• [FRAGMENTO PROPORCIONADO]:
No puedo negarlo, en estos días mi alma vive su propia tempestad, las aguas de mi ser son aguas turbulentas. Tiemblo; no hay calma. Un huracán me sacude. Pensé en no escribir, reconozco que, herido, lanzó a veces mis relámpagos y truenos verbales. Pero ¿cómo no habría de hacerlo en la hora de la histeria? El silencio es cómplice; yo no lo seré.
Los titulares dicen: “Chávez ha muerto”. Pienso: ¡Qué ingenuidad! ¡Qué ternura tonta! Chávez no ha muerto, su despelote histórico está ahí, persiste, está instalado en el tejido de la nación y promete sacudirnos por un siglo. Hay que despabilar, hay que lidiar con la tempestad y seguir, un claro de luz se vislumbra entre los nubarrones y la tormenta.
Veo que muchos han preferido cerrar sus párpados y, apenados por un duelo ajeno, encubrir su pavor por lo que está aconteciendo. Alguien tiene que pronunciarse y gritar, incluso en medio del sepelio. No somos moscas ni buitres atosigando el placer lastimero de una carroña. Somos seremos humanos que aspiramos conquistar nuestro indoblegable derecho a la libertad.
Sin miedo arrostramos a Chávez en su momento y sin miedo combatiremos la persistencia de su delirio. Hay que ponerle una lápida sepulcral a la falsificación de estos años, si queremos, con honestidad, reivindicar la dignidad del venezolano.
Venezuela ha protagonizado la primera autocracia religiosa del siglo XXI, y Chávez, embalsamado en un ridículo féretro de cristal, aspira ser su ícono. Desde ya, me declaro hereje de esta religión mal parida y deformada; soy apóstata del chavismo.
Chávez, como todo autócrata redentor, prometía perennizarse en la Tierra. No tuvo ningún escrúpulo en lograrlo. Consciente como era de la necesidad de ganarse la voluntad internacional para consolidar su alucinación, repartió sin control los recursos de los venezolanos. Un desfile de presidentes limosneros y de avariciosas celebridades se aprovecharon de su fantasía. Las fotografías abundan como testimonio de la rapiña.
Tenía su carisma y su fuerza, Chávez. Lo reconocemos. Carisma y fuerza que fueron usados para devastar las bases morales de nuestra nación y para prostituir, con su flamante corrupción cargada de maletines colmados de podredumbre, el hambre capitalista de sus socios. Sólo así él sería la hipócrita moral.
Igual que Hitler, Mussolini, Ghadafi o Hussein supo enamorar a las masas delirantes. Era un orador hipnótico. Cantaba, recitaba, oraba y bromeaba con una chispa única. Encantaba no sólo a las serpientes, sino a todo aquel que necesitase evadir la campante criminalidad y pobreza que lo circundaba. Ante el fracaso total en sus políticas públicas, la ruina económica, la imbatible inseguridad y la corrupción jinetera, lograba apartarnos del agobio con desternillantes payasadas. En ese sentido, fue un payaso revolucionario de excepción, ¿quién lo duda?

• [MATERIAL PROPORCIONADO]:
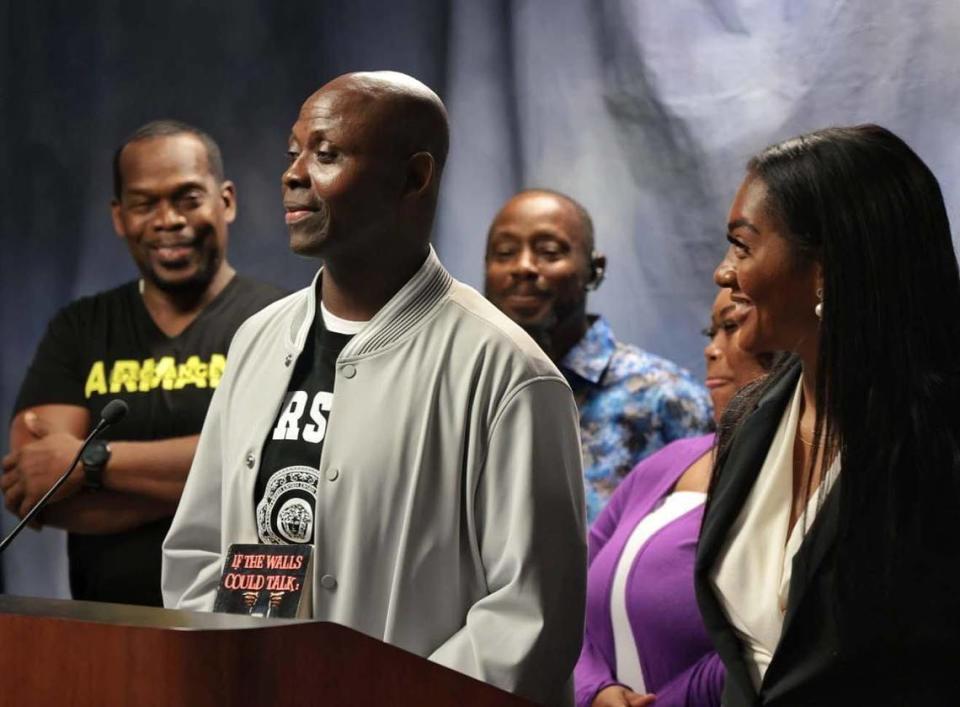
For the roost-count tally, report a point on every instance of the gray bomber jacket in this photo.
(455, 526)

• [PLANTEAMIENTO DEL PROBLEMA]: ¿Podrías escribir lo que sigue al fragmento sobre la muerte de Chávez, justo después de su última oración? El listado no guarda relación con el fragmento sobre la muerte de Chávez.

• [RESPUESTA A CONTINUACIÓN]:
Lo único que logró cultivar y beneficiar eficazmente durante su régimen fue su propia imagen. Por su fastuosidad, pedantería y constancia, el culto de sí mismo llegó a niveles sólo comparables al de los monarcas absolutos que erradicó, paradójicamente, una verdadera revolución como la francesa. Usó todo el dinero del Estado para lograr su paroxismo de héroe de TV. No tenía límite, no importaba si su pueblo se moría de hambre o si las cárceles eran campos de concentración socialista, por encima de todo estaba él, sólo él y su ruinoso espejismo. La sentencia nazi de Goebbels señalaba que si una mentirá se repetía mil veces se transformaba en verdad. Bueno, Chávez, en su adictiva necesidad de gloria personal, no repetía la mentira mil sino un millón de veces para que su “verdad” fuera una verdad eterna. Frenesí de la temeridad religiosa, sentenció sobre sí mismo: “Chávez es la voz del pueblo y la voz del pueblo es la voz de Dios”. Es decir, Chávez es…
A su muerte, que no ha sido tal ni será porque el delirante despelote -ahora místico religioso- está dispuesto a pervivir embalsamado en una caja de cristal, no ha faltado quien lo santifique, como el lisonjero y pervertido medio que lo llamó insólitamente “Cristo de los pobres”, blasfemia que nos obliga preguntar: ¿alguien recuerda al Hijo de Dios de los católicos disparando sus ametralladoras sangrientas contra la humanidad de sus apóstoles o aplastando por doquier con sus tanques el cuerpo inocente de su pueblo? ¿O expropiando con látigo dictatorial propiedades y empresas? ¿O insultando? ¿O persiguiendo? ¿O encarcelando? ¿O usando la justicia para torturar a sus semejantes? Más aún, ¿alguien recuerda a Jesús enriqueciéndose obscenamente o enriqueciendo a sus familiares o amigos? ¿La gordura nueva rica del chavismo cabrá por el ojo de una aguja?
En esta crisis de perpetuidad, tampoco ha faltado el bullicioso adulador que lo ha llamado “Libertador” olvidando que el Rey de España, ante la sorpresa del mundo, lo humilló mandándolo a callar, y Chávez, atónito, cerró su boca para sellar nuestra vergüenza como venezolanos; peor aún, doblegándose hasta el horror, fue hasta España a rogarle al Borbón una clemencia que le hubiese valido un fusilamiento seguro en tiempos del único Libertador: Simón Bolívar.
No, Chávez no fue un “Libertador” ni un “Cristo”, semejantes pendejadas sólo dimensionan el peligroso huracán de insensatez que se avecina y que nos amenaza con un colosal naufragio como nación si no reaccionamos.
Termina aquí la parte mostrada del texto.